### Written problem:
Please extract each line in the entries below that contains the word "track", and copy those lines in full.

+++ Listing

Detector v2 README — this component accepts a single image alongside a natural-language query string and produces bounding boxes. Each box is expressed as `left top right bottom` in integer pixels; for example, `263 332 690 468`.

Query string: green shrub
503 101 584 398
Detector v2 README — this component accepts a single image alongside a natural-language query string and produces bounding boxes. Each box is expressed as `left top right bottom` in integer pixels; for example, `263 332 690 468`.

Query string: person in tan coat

++++++
+++ Listing

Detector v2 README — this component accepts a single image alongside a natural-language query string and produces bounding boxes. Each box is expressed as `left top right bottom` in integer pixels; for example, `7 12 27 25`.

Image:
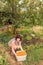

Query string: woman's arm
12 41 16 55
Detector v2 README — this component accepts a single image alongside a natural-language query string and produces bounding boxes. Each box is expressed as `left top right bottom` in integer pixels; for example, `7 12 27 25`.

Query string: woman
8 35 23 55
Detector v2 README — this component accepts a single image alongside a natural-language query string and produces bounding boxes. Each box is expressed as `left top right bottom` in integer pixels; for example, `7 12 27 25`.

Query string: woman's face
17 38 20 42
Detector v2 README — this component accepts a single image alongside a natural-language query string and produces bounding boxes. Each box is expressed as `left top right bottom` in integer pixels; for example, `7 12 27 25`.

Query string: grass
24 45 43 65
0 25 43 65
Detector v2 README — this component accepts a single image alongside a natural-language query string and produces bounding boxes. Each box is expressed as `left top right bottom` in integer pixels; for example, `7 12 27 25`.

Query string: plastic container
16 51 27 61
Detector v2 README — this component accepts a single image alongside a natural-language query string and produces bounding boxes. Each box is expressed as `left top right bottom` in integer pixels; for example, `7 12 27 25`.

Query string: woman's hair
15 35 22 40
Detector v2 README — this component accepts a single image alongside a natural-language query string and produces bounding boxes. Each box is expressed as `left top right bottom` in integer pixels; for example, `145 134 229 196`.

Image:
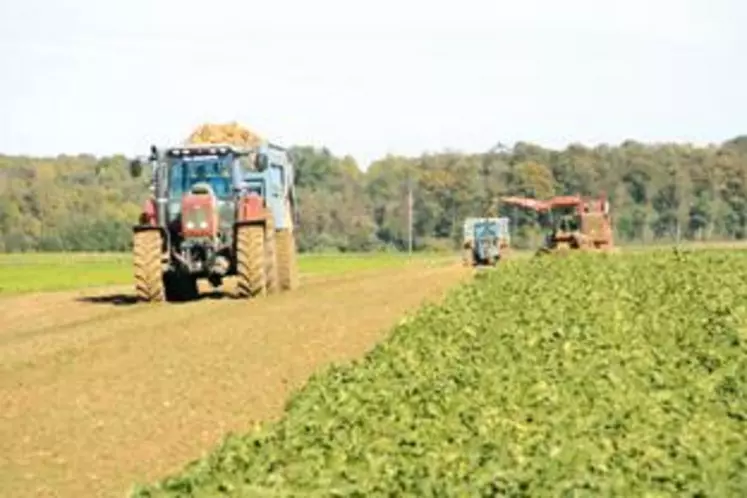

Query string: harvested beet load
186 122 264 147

++++++
+++ Listing

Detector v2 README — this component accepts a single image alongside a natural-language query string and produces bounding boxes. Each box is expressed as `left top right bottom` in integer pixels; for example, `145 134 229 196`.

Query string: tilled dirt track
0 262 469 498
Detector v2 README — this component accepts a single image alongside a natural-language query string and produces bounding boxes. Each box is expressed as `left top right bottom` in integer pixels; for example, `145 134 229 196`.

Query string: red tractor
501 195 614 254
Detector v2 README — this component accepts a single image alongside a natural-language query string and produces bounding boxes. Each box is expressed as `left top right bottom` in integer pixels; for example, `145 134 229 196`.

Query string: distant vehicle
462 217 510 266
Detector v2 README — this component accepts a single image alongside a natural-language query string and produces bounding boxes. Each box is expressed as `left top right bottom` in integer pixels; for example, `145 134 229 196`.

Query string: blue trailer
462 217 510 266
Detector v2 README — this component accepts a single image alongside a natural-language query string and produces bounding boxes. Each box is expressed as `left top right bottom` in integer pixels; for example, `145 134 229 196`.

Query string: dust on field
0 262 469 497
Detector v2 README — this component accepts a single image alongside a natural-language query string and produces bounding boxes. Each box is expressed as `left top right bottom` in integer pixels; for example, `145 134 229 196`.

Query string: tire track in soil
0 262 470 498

++++++

### Exercise result:
Query string: tilled dirt track
Query string: tire track in soil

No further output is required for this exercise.